(Point-based annotation data)

※

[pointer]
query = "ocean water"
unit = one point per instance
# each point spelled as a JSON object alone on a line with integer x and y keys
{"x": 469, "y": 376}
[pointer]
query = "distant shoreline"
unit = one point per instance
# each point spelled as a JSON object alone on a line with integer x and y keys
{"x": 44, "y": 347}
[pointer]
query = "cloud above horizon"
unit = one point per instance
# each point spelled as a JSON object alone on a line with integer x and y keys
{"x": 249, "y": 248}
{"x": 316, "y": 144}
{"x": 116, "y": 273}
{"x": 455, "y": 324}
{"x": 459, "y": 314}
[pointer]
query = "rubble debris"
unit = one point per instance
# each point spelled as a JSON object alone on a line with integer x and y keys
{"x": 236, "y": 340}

※

**WHAT YOU ARE ASKED TO DO:** Please rewrite the rows above, renaming "query" to "prompt" everywhere and keeping everything else the same.

**SOLUTION TO THE PROBLEM:**
[pointer]
prompt = "ocean water"
unit = one point per instance
# each point spelled as a JSON object alone on a line with integer x and y keys
{"x": 469, "y": 376}
[pointer]
prompt = "distant shoreline"
unit = one point per instance
# each point spelled as a JSON object alone on a line with integer x and y keys
{"x": 44, "y": 347}
[pointer]
prompt = "cloud above horizon"
unit = one point per instance
# each point spelled as a JSON object alone on a line with integer x and y keys
{"x": 249, "y": 248}
{"x": 316, "y": 144}
{"x": 116, "y": 273}
{"x": 455, "y": 324}
{"x": 459, "y": 314}
[pointer]
prompt = "rubble debris"
unit = one point per instance
# each point spelled as a JSON object alone on a line with integer x and y keys
{"x": 236, "y": 340}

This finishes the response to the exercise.